Document text
☆ ☆ ☆
How about answering a few of my questions?


What do you think the Islamic terrorist want from us?If screening for Islamic terrorist is "only common sense". How do you propose to accomplish this task since your previous post state that you are opposed to pre-emptive strikes and effective screening? Explain your specific tactics using stealth and guile in defeating terrorism - your -------better way of protecting America. Calling those who differ with your political position; lunatics, deeply disturbed, warped and twisted, borderline skinheads, extremist and my personal favorite Nazi-like, suggest that *you*, not I, are angry and frustrated and I will add emotional to boot.



Rep

----------


## rsandr

> that 9/11 changed American foreign policy forever.
> 
> I personally am leaning towards the Isralli methods of retalliation.
> 
> Send bombers against our people - we flatten your house like a pancake.
> 
> Up close and personal.
> 
> 
> Rep


Why do you not want to be better than the bombers Rep?
Iraq is hardly more peaceful since we flattened their house like a pancake is it?

Rick

----------


## chip anderson

Shouldn't someone remind the terrorists and (appearentlly the Chinese after yesterday) that *no one builds a better bomb* than the United States?

----------


## rsandr

> Shouldn't someone remind the terrorists and (appearentlly the Chinese after yesterday) that *no one builds a better bomb* than the United States?


Must make you proud to be American.

Rick

----------


## spartus

> Must make you proud to be American.
> 
> Rick


We also make a pretty mean cheeseburger. I think I'm slightly prouder of that right now.

Then again, I skipped lunch.

----------


## rep

> Why do you not want to be better than the bombers Rep?
> Iraq is hardly more peaceful since we flattened their house like a pancake is it?
☆ ☆ ☆
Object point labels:
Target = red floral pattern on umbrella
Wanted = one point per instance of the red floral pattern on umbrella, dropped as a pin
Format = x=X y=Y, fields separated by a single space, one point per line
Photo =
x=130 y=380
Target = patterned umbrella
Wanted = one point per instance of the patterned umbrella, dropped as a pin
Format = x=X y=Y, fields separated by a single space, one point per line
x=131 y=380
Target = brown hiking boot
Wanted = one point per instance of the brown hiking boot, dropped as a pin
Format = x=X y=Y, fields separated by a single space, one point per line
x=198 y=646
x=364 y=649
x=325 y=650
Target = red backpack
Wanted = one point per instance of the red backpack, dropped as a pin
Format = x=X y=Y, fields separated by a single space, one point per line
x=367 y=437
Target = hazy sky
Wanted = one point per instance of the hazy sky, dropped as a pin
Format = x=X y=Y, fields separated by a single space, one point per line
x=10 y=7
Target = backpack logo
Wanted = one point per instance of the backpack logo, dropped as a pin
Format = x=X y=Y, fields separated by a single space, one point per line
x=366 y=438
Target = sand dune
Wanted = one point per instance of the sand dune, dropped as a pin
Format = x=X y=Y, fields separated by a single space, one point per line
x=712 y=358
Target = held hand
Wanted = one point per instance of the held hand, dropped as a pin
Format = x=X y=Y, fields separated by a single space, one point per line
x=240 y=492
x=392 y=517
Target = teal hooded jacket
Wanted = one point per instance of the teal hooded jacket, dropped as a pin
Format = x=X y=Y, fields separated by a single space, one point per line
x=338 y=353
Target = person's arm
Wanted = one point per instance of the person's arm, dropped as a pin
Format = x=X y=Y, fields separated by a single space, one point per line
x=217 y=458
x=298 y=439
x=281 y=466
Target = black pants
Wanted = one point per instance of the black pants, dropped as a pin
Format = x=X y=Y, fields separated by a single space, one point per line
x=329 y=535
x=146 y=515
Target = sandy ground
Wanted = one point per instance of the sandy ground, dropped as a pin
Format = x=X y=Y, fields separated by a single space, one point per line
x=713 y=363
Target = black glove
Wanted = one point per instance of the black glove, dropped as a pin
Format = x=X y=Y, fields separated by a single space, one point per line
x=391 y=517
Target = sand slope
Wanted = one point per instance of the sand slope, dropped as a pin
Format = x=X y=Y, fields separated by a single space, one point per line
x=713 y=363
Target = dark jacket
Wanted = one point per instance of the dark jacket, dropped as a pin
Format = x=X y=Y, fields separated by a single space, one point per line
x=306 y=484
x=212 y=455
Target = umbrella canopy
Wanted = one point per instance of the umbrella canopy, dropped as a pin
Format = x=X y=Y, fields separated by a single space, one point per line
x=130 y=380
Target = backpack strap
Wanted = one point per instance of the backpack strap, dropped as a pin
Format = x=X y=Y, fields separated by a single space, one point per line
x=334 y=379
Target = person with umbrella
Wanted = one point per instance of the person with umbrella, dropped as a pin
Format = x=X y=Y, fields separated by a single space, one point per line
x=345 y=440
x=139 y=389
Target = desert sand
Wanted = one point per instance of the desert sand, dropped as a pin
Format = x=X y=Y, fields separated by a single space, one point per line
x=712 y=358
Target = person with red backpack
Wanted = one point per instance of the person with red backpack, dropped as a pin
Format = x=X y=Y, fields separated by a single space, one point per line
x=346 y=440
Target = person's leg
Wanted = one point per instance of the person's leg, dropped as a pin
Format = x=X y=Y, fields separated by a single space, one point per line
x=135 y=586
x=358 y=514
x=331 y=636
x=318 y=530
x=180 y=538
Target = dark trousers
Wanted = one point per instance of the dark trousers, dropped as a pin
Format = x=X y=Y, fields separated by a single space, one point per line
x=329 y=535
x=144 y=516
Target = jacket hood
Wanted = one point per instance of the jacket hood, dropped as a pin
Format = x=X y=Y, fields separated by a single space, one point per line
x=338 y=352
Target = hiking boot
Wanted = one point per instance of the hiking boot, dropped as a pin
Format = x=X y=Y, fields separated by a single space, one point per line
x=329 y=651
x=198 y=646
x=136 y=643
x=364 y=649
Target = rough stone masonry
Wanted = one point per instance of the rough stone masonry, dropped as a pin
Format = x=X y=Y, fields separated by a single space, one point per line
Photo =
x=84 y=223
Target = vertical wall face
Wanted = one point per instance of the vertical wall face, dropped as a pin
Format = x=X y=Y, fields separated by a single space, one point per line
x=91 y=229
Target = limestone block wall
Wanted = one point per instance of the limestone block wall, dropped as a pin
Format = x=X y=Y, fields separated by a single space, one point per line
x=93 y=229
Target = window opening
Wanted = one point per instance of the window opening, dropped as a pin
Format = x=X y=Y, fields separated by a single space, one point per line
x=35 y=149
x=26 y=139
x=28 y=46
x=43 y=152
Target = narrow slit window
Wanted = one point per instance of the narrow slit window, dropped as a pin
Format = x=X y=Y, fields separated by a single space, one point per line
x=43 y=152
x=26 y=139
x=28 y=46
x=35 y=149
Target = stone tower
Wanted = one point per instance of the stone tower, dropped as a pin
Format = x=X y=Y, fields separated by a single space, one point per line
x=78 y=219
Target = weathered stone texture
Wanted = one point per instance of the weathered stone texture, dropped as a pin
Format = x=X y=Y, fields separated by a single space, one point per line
☆ ☆ ☆
Challenge 1
Recast the paragraph of the forum thread on terrorism that begins "What do you think the Islamic terrorist want from us?" as a short bulleted list that keeps its main points.
Challenge 2
Resume the forum thread on terrorism from the point where it stops.
The listing has no connection to the forum thread on terrorism.

Final answer 1
- Asks what the Islamic terrorists want from Americans.
- Asks how the other poster would carry out screening for Islamic terrorists, which that poster called "only common sense," given the poster's stated opposition to pre-emptive strikes and effective screening.
- Asks for specific tactics using stealth and guile to defeat terrorism, the other poster's "better way of protecting America."
- Argues that calling political opponents lunatics, deeply disturbed, warped and twisted, borderline skinheads, extremist, and Nazi-like shows that the other poster, not the writer, is angry, frustrated, and emotional.

Final answer 2
> 
> Rick


Blair said, 


_"If it is the plight of the Palestinians that drives them, why, every time it looks as if Israel and Palestine are making progress, does the same ideology perpetrate an outrage that turns hope back into despair?_ 

_"If it is Afghanistan that motivates them, why blow up innocent Afghans on their way to their first-ever election?_ 
__ 
_"If it is Iraq that motivates them, why is the same ideology killing Iraqis by terror in defiance of an elected Iraqi government?_ 

_"What was 11 September 2001 the reprisal for?"_ 

I would add Spain to that list. They found more bombs planted AFTER Spain withdrew from Iraq. So withdrawal did them little good with the terrorist.

This isn't an ethics class regarding who has superior morals. This is war against an enemy that wants nothing less than our total destruction or submission to them. They think all of Europe is their domain. 

Our combined military "flattened" very few houses in the Iraqi invasion. Unusual care was taken not to disturbe civillian life, more than any previous war, from any other country. Make no mistake in thinking, taking those precautions cost American and British soldiers additional killed and wounded. 

I am sorry for the loss of life in Britian, but I am also sorry for the three thousand Americans murdered in New York, Washington and PA. 

I am afraid that many Americans have already forgotton our loss.

Rep

----------


## shanbaum

> How about answering a few of my questions?
> 
> What do you think the Islamic terrorist want from us?If screening for Islamic terrorist is "only common sense". How do you propose to accomplish this task since your previous post state that you are opposed to pre-emptive strikes and effective screening? Explain your specific tactics using stealth and guile in defeating terrorism - your -------better way of protecting America. Calling those who differ with your political position; lunatics, deeply disturbed, warped and twisted, borderline skinheads, extremist and my personal favorite Nazi-like, suggest that *you*, not I, are angry and frustrated and I will add emotional to boot.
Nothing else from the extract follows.